- Data for review:

Content starts

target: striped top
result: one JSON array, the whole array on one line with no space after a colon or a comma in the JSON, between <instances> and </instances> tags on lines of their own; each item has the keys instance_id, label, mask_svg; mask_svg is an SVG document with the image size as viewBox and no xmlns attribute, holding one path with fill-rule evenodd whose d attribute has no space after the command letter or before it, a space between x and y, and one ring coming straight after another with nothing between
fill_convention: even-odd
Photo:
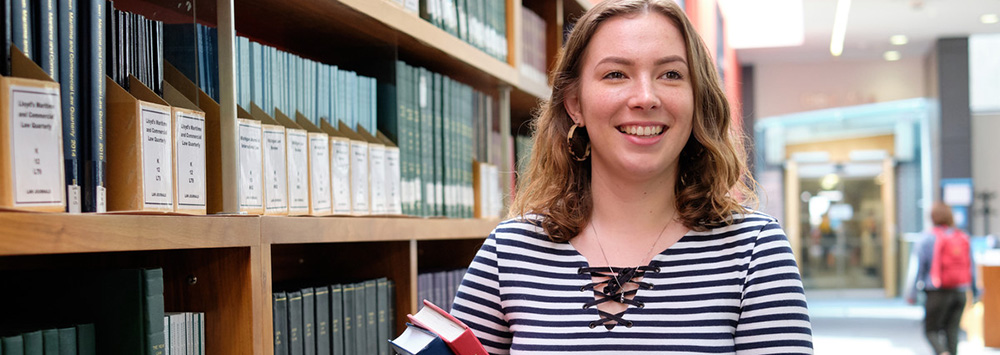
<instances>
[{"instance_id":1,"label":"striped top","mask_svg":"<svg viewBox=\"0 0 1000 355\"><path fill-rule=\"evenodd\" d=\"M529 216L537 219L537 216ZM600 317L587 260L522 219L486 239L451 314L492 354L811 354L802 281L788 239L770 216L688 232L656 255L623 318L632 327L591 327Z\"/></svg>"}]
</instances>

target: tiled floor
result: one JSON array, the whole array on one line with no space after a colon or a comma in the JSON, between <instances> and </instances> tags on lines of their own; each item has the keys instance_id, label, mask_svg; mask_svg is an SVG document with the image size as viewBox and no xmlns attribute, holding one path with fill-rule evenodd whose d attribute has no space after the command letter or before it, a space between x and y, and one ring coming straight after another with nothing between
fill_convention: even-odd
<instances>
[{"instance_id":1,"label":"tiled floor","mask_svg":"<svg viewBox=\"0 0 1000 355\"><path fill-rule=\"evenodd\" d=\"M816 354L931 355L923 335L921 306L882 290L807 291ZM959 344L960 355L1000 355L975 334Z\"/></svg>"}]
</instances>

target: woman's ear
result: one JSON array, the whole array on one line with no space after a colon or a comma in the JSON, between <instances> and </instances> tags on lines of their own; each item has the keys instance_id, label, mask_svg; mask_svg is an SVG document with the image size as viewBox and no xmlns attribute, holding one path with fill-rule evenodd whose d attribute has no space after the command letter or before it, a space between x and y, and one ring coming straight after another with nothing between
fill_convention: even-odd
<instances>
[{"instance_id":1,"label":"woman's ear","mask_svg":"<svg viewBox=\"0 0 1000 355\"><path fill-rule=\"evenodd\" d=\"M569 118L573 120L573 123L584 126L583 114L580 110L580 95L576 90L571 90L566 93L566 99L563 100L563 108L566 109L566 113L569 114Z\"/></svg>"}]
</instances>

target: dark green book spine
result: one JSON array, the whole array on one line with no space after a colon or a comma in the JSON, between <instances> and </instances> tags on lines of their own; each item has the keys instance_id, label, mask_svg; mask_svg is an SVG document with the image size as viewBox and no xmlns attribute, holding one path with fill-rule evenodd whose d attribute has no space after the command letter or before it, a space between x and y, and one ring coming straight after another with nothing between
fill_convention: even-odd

Content ends

- Exercise prompt: Please tally the lines of the entries that contain the string "target" and reply with the count alone.

- Result for this exercise: 4